What this task involves ->
Every record below needs to be set down exactly. Pictures do not belong in the copy.

Start of Block

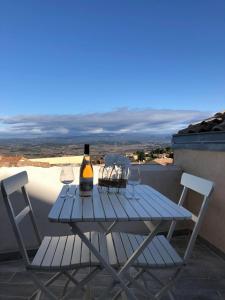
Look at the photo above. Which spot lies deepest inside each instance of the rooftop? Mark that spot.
(214, 123)
(203, 278)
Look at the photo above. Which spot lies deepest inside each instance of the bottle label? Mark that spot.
(86, 186)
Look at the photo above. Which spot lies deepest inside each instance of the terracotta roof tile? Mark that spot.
(215, 123)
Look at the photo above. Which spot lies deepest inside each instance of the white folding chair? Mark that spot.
(55, 254)
(160, 254)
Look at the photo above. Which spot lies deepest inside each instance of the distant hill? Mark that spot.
(105, 138)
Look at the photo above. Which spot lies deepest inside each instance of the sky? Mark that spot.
(76, 60)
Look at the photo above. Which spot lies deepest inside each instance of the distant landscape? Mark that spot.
(101, 144)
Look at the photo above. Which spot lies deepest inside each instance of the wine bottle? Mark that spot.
(86, 174)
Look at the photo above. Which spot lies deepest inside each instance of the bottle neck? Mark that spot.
(87, 157)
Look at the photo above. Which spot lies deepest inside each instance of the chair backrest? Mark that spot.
(9, 186)
(203, 187)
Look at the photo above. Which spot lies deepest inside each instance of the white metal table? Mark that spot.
(152, 208)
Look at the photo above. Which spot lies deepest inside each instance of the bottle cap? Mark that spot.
(86, 149)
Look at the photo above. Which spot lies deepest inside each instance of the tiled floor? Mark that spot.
(202, 279)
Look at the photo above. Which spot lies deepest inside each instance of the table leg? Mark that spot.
(104, 263)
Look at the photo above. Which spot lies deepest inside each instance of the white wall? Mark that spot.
(44, 186)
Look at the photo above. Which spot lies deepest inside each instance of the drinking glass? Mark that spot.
(67, 177)
(134, 179)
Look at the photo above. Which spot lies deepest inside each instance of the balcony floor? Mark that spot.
(202, 279)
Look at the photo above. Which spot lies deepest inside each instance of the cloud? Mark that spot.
(122, 120)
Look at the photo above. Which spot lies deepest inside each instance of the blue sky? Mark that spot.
(85, 57)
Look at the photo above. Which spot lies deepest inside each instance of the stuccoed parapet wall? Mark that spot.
(203, 154)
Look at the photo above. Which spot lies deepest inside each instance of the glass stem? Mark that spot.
(133, 191)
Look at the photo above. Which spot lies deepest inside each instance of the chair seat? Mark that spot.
(158, 254)
(68, 252)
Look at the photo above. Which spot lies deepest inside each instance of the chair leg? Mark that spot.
(81, 283)
(47, 283)
(166, 287)
(67, 283)
(42, 287)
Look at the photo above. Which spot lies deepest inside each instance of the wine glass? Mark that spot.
(134, 179)
(67, 177)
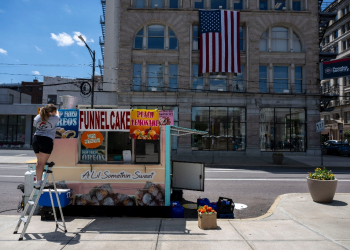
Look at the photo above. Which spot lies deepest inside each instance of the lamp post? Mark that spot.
(92, 54)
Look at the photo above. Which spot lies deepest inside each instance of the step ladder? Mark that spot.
(33, 204)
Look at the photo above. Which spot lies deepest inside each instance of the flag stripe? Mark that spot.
(238, 51)
(207, 52)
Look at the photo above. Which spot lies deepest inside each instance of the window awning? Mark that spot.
(179, 131)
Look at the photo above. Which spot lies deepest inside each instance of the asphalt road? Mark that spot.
(255, 188)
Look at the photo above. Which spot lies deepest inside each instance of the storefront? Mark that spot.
(117, 157)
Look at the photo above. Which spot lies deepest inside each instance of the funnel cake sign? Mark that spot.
(144, 124)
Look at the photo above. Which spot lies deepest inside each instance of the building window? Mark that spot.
(11, 98)
(139, 3)
(298, 79)
(347, 81)
(335, 34)
(138, 40)
(238, 81)
(296, 43)
(263, 78)
(263, 41)
(218, 81)
(197, 80)
(280, 4)
(173, 4)
(296, 5)
(159, 4)
(12, 130)
(347, 117)
(263, 4)
(157, 38)
(52, 99)
(195, 43)
(283, 129)
(172, 77)
(280, 40)
(137, 77)
(226, 127)
(198, 4)
(241, 38)
(215, 4)
(280, 79)
(172, 40)
(155, 77)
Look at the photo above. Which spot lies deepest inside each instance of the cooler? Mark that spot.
(63, 194)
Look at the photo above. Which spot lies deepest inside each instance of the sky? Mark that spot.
(42, 35)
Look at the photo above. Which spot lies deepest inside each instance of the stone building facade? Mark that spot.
(337, 39)
(151, 61)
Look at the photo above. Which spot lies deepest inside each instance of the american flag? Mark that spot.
(219, 41)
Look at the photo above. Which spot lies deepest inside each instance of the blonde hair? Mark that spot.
(44, 112)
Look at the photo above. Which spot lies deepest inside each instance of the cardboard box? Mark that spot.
(207, 221)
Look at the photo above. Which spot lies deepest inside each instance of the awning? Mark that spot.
(179, 131)
(325, 132)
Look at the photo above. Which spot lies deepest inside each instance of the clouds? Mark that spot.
(80, 42)
(64, 39)
(2, 51)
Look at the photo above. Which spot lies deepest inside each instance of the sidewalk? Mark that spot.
(293, 222)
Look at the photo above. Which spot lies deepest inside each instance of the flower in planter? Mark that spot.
(322, 174)
(206, 210)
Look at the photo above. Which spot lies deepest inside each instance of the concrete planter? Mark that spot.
(277, 159)
(322, 191)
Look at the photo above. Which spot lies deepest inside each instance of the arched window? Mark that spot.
(156, 37)
(280, 39)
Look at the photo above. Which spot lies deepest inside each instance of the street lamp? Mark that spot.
(92, 54)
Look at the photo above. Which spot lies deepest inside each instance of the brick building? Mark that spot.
(151, 61)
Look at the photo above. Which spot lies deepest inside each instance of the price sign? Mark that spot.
(320, 126)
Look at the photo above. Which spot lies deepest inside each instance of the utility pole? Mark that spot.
(92, 54)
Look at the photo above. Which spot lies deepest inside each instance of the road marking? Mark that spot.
(286, 179)
(12, 176)
(240, 206)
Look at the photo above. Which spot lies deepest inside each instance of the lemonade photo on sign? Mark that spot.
(144, 124)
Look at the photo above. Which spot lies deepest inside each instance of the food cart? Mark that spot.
(116, 161)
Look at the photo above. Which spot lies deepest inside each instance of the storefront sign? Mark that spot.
(122, 175)
(166, 117)
(93, 155)
(91, 139)
(144, 124)
(104, 120)
(335, 68)
(67, 127)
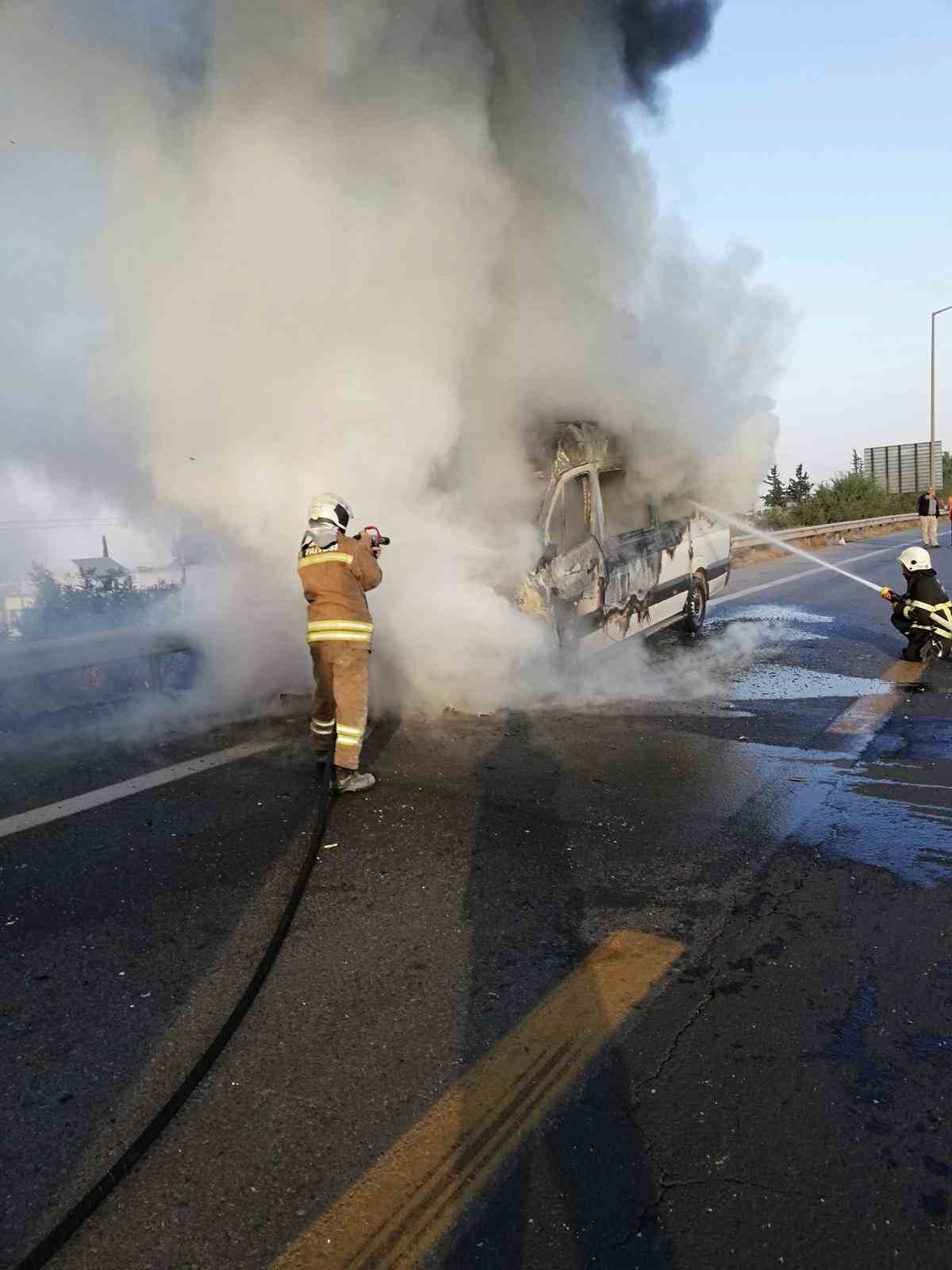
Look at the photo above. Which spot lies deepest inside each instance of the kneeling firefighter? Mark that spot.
(924, 613)
(336, 572)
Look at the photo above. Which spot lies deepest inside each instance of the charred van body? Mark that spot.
(613, 564)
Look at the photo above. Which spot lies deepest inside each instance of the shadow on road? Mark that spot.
(582, 1185)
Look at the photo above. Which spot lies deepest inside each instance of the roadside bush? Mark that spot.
(83, 609)
(848, 497)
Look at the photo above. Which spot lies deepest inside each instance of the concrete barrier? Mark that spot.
(25, 660)
(814, 537)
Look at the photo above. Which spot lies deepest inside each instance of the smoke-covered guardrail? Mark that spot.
(25, 660)
(818, 535)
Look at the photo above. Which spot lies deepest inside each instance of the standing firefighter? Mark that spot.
(336, 572)
(924, 613)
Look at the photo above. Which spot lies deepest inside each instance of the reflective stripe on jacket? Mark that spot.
(927, 605)
(334, 582)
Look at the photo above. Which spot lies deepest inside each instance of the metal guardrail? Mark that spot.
(816, 531)
(25, 660)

End of Block

Result ->
Look at the photo above. Which spot lies deepest inside each instance of the rooftop? Mark that spot.
(214, 123)
(203, 278)
Look at the photo above. Which spot lies deepest inside each instance of the bottle label? Mark that spot.
(86, 186)
Look at the photo above. Which spot lies deepest inside each instance of the terracotta roof tile? Mark that spot.
(215, 123)
Look at the photo above. Which spot lies deepest inside each instance of the white folding chair? Mark that spot.
(55, 254)
(160, 254)
Look at the photo above. Which spot lies deepest inside each instance of the distant hill? Mark that spot.
(105, 138)
Look at the photo above. Which spot lies deepest inside each instance of the sky? Mark that spot.
(76, 60)
Look at the photo above. Which spot lies deepest inside each instance of the distant landscape? Mark that spot.
(101, 144)
Look at the photo above. Which spot lies deepest inside each instance of the wine bottle? Mark that spot.
(86, 174)
Look at the photo above. Which spot lies deepest inside each instance of the bottle neck? Mark that spot.
(87, 157)
Look at the photo above. Which spot lies deepest inside each instance of the chair backrest? Mark that spot.
(9, 186)
(203, 187)
Look at the photo above. Which spot lies deepest inside each instance of the white metal table? Mark that spot.
(152, 208)
Look at the photo above. Which spot lies deepest inside each instance of the bottle cap? Mark that spot.
(86, 149)
Look at the photo above. Which spot lies deepest inside each instance of the tiled floor? Mark that spot.
(202, 279)
Look at the photo above. Which spot lies deepest inside each instance of the table leg? Mark that spot.
(104, 263)
Look at the photo above. Which spot lies deepest inside each instance of the white wall? Mark that spot.
(44, 186)
Look at the photo above. Which spot lies deepest inside each instance of the drinking glass? Mark that spot.
(67, 177)
(134, 179)
Look at the photo above. Which spot lies deepest inside each instance of the balcony floor? Mark that spot.
(202, 279)
Look at the photo above. Which spot lies deepest inside each instance of the cloud? Mark that spot.
(122, 120)
Look at the photo above. Which spot lies deepest inside each instance of the blue sky? Mark that spot.
(85, 57)
Look at the photo above. Which spot lies deepest inside each instance of the stuccoed parapet wall? Mark that spot.
(203, 154)
Look at the photo above. Which spot lies deepest inside each instance of the glass stem? Mark that spot.
(133, 191)
Look at the photo above. Which spot lies deepest inside each instance of the chair seat? Mark that spot.
(158, 254)
(68, 252)
Look at the photo above. Which spot lies deepest inside each instance of the chair leg? Mark that spot.
(81, 283)
(47, 283)
(166, 287)
(67, 283)
(42, 287)
Look at the photo above. Which spot lies deepest inside each instance of the wine glass? Mark that spot.
(134, 179)
(67, 177)
Look at the photo above. Which spot lies deepest inside each instance of the lamp post? Mark that spot.
(92, 54)
Look at the photo above. Which spot lies deepest inside each instance of the step ladder? Mark that spot.
(33, 204)
Look at the photo above. Which spot lies deepest inside each instance of the flag stripe? Mark that spot.
(238, 51)
(207, 52)
Look at the photo above. Which spot lies deepest inside each instance of the window awning? Mark that spot.
(179, 131)
Look at the photo above. Which spot lies deepest inside each instance of the asphalt road? Mark that spot.
(255, 188)
Look at the photo above. Which spot lies deepest inside each instance of the storefront? Mark that spot.
(117, 157)
Look at the photo above. Which spot lies deepest inside each instance of the funnel cake sign? Mark that spot.
(144, 124)
Look at the photo above. Which spot lies deepest inside each instance of the building window? Mark that spot.
(11, 98)
(139, 3)
(298, 79)
(347, 81)
(335, 34)
(138, 40)
(238, 81)
(296, 43)
(263, 78)
(263, 41)
(218, 81)
(197, 80)
(280, 4)
(173, 4)
(296, 5)
(159, 4)
(12, 130)
(347, 117)
(263, 4)
(157, 38)
(52, 99)
(195, 43)
(283, 129)
(172, 77)
(280, 40)
(137, 77)
(226, 127)
(198, 4)
(241, 38)
(215, 4)
(280, 79)
(172, 40)
(155, 77)
Look at the photo above. Which spot lies deepest inside each instance of the cooler? Mark that spot.
(63, 194)
Look at the photo above. Which spot lies deepest inside each instance of the sky? Mark that spot.
(42, 35)
Look at the photo above. Which spot lies deepest inside each instance of the stone building facade? Mark that spot.
(337, 39)
(151, 61)
Look at the photo above. Which spot lies deepest inside each instance of the american flag? Mark that spot.
(219, 41)
Look at the photo above. Which spot lies deepest inside each instance of the blonde hair? Mark that spot.
(44, 112)
Look at the photo above. Which spot lies deepest inside each instance of the cardboard box? Mark that spot.
(207, 221)
Look at the photo above. Which spot lies deepest inside each instance of the awning? Mark that spot.
(179, 131)
(325, 132)
Look at the photo above. Which spot lies deepest inside each instance of the clouds? Mark that spot.
(80, 42)
(64, 39)
(2, 51)
Look at the photo above. Which spot lies deepest inside each instance of the sidewalk? Mark that spot.
(293, 222)
Look at the photo above. Which spot lies deepest inside each instance of the flower in planter? Mark that spot.
(322, 174)
(206, 210)
Look at the photo above. Which spot lies deepest inside each instance of the concrete planter? Mark that spot.
(277, 159)
(322, 191)
Look at the photo above. Which spot lies deepest inside each instance of the arched window? Mark that spot.
(156, 37)
(280, 39)
Look at the photo above. Which spot lies deepest inside each instance of the street lamp? Mark that spot.
(92, 54)
Look at the photo above. Which spot lies deepest inside each instance of the brick building? Mark that spot.
(151, 61)
Look at the photo above. Which spot lies deepest inside each instance of the price sign? Mark that spot.
(320, 126)
Look at the photo above. Which spot lies deepest inside each instance of the utility pole? Mark that spot.
(92, 54)
Look at the photo above. Which spot lies deepest inside each instance of the road marking? Mark that spot.
(286, 179)
(12, 176)
(240, 206)
Look at the photo above. Which spot lies deepest inside each instance of the lemonade photo on sign? Mark that spot.
(144, 124)
Look at the photo above. Which spot lies deepest inside each instance of the food cart? Mark that spot.
(116, 161)
Look at the photo above. Which spot lies deepest inside each instance of the storefront sign? Mark that spot.
(122, 175)
(166, 117)
(93, 155)
(91, 139)
(144, 124)
(104, 120)
(335, 68)
(67, 127)
Look at the photo above. Which spot lies deepest inside each instance of the kneeling firefighter? Mark that spot.
(924, 613)
(336, 572)
Look at the photo above. Which spot lies deepest inside each instance of the charred van body? Mark that spot.
(613, 564)
Look at the photo above. Which spot lies deepest inside each instance of the shadow on road? Mark that spot.
(582, 1185)
Look at the photo above. Which spot lies deepest inside each instance of the roadside bush? Mark that spot.
(83, 609)
(848, 497)
Look at the photo above. Which spot lies deepest inside each instance of the concrete barrier? Mark that spot.
(25, 660)
(814, 537)
Look at the photo above. Which spot lies deepest inside each instance of the smoke-covered guardrail? Mark that spot.
(25, 660)
(818, 535)
Look at the photo above. Which spot lies deepest inside each instance of the standing firefighter? Mark that spot.
(336, 572)
(924, 613)
Look at the photo above. Which spot lies deepest inside each instance of the reflective stripe on jacket? Mark that spot.
(927, 605)
(334, 582)
Look at the photo above. Which spot lies deepest inside each instance of the metal guardrail? Mark that spot.
(816, 531)
(25, 660)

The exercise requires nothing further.